* **BRIEF**:
Each line below must be transcribed with no word changed.

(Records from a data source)
--

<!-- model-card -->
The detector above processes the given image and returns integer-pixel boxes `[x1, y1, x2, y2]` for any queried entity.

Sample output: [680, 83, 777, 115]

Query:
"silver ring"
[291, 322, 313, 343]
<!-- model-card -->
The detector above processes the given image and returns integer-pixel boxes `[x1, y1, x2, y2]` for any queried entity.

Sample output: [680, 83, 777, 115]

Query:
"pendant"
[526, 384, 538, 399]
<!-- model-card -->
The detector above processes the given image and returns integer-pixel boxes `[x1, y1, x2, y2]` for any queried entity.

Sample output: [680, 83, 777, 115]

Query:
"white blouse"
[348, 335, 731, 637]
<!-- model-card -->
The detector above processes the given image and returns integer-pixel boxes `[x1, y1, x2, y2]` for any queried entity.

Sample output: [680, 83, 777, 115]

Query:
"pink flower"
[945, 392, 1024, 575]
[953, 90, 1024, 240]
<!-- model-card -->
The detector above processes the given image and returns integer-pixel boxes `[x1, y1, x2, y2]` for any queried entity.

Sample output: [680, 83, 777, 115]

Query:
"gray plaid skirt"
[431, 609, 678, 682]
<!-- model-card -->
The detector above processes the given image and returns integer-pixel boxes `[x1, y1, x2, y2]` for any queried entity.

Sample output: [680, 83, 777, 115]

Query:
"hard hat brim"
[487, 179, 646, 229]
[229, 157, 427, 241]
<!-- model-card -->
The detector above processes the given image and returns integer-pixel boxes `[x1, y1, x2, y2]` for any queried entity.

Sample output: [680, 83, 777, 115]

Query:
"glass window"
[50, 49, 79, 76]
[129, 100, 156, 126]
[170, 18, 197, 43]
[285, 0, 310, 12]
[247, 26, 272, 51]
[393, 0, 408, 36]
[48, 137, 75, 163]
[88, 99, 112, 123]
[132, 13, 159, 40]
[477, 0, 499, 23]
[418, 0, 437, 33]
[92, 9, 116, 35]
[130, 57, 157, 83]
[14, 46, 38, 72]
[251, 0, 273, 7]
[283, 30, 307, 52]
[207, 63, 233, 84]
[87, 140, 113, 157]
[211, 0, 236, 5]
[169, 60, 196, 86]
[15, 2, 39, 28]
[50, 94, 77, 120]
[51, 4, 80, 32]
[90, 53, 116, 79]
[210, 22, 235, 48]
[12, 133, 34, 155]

--

* **ANSWER SPACE**:
<!-- model-card -->
The detector above processes the given image and returns integer-pixel boxes `[x1, y1, x2, y2]` for any queried entity.

Sample output: [680, 83, 777, 115]

Query:
"silver ring"
[291, 322, 313, 343]
<!-- model-card -->
The detector above processes the given image and returns integer-pixel boxes `[x1, y1, x2, y2]` for any queried entity.

Sample output: [680, 83, 777, 115]

Query:
"pendant"
[526, 384, 538, 399]
<!-- model-card -->
The detector above processes the given image and returns integer-pixel boxes `[x1, y1, x2, y2]` for any queried entity.

Sample output: [680, 83, 777, 115]

Query:
"white blouse"
[348, 335, 731, 637]
<!-- model-card -->
The detector above processes the given image and returns integer-pixel boxes `[x1, y1, x2, y2]` for any queried entity.

Sample output: [680, 83, 777, 115]

Query:
"pink flower"
[945, 392, 1024, 575]
[953, 90, 1024, 240]
<!-- model-card -->
The detector above processes the given image and returns integer-pixel boxes `[x1, y1, x2, y2]` for any queried entity.

Sample output: [680, 83, 777, 115]

Query:
"gray plaid skirt"
[431, 609, 678, 682]
<!-- model-card -->
The detector above processes the given image and returns integer-pixel boxes `[x1, y1, x2, y2]` for any queried entity.

Sample output: [680, 83, 777, 115]

Query:
"hard hat brim"
[487, 179, 646, 229]
[229, 157, 427, 241]
<!-- model-card -->
The detector above processes the given image and returns integer-pixel boxes `[x1, y1, x2, y2]` for any queried entity.

Sample output: [680, 83, 777, 115]

Query:
"glass window"
[50, 49, 79, 76]
[129, 100, 156, 126]
[170, 18, 197, 43]
[285, 0, 310, 12]
[247, 26, 272, 51]
[393, 0, 408, 36]
[48, 137, 75, 163]
[88, 99, 112, 123]
[132, 13, 159, 40]
[477, 0, 499, 23]
[418, 0, 437, 33]
[92, 9, 116, 35]
[130, 57, 157, 83]
[14, 46, 38, 72]
[251, 0, 273, 7]
[283, 30, 307, 52]
[207, 63, 233, 84]
[87, 140, 113, 157]
[211, 0, 236, 5]
[169, 60, 196, 86]
[15, 2, 39, 28]
[50, 94, 77, 120]
[51, 4, 80, 32]
[90, 53, 116, 79]
[210, 22, 235, 48]
[12, 133, 34, 155]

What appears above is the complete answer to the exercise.